Content starts

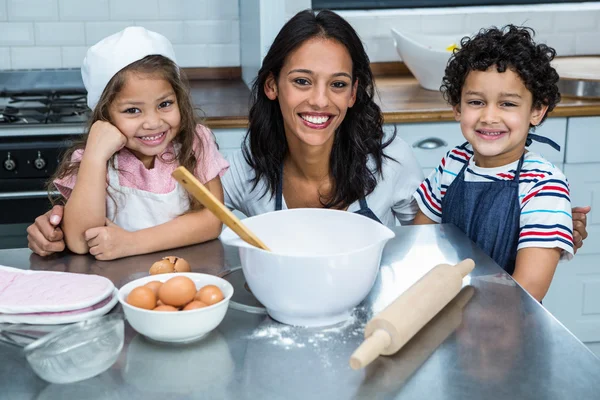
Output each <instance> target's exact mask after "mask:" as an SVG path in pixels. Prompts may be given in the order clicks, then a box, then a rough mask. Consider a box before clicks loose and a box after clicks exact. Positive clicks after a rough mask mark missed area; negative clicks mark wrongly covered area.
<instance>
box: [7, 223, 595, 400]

Content ends
Content starts

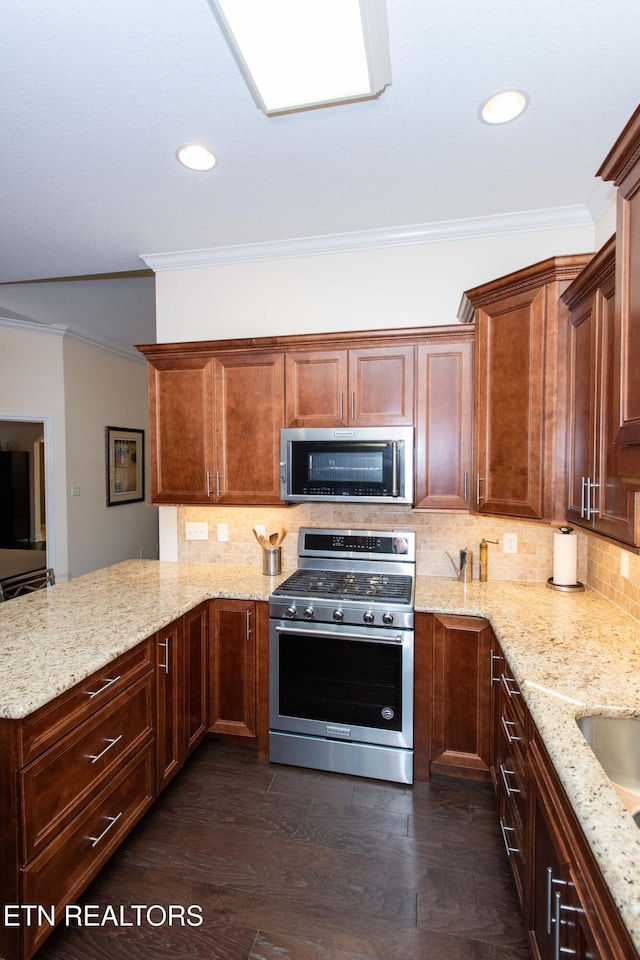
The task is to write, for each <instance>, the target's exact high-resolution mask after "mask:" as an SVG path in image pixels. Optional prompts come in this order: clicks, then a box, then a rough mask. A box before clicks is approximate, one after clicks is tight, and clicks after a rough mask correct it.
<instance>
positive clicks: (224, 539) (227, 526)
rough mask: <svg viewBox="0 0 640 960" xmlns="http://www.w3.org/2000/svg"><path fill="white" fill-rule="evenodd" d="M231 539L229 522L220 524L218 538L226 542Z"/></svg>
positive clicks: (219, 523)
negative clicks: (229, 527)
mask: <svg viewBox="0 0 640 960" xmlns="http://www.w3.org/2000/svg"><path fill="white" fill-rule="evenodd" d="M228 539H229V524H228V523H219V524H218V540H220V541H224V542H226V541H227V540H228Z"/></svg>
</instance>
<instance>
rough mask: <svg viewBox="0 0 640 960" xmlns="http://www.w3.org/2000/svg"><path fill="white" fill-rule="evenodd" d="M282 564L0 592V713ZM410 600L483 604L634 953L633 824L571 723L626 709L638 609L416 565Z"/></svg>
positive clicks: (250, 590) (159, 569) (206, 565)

Content ends

> _Task_
The output should be exactly the lines above from the line containing "negative clicks: (229, 527)" to the line containing "positive clicks: (250, 590)", inclusive, with no other lines.

> _Task response_
negative clicks: (229, 527)
mask: <svg viewBox="0 0 640 960" xmlns="http://www.w3.org/2000/svg"><path fill="white" fill-rule="evenodd" d="M228 539H229V524H228V523H219V524H218V540H220V541H224V542H226V541H227V540H228Z"/></svg>
</instance>
<instance>
rough mask: <svg viewBox="0 0 640 960" xmlns="http://www.w3.org/2000/svg"><path fill="white" fill-rule="evenodd" d="M282 564L0 592V713ZM410 600L483 604L634 953L633 824L571 723L626 709L638 609L416 565Z"/></svg>
positive clicks: (250, 590) (159, 569) (206, 565)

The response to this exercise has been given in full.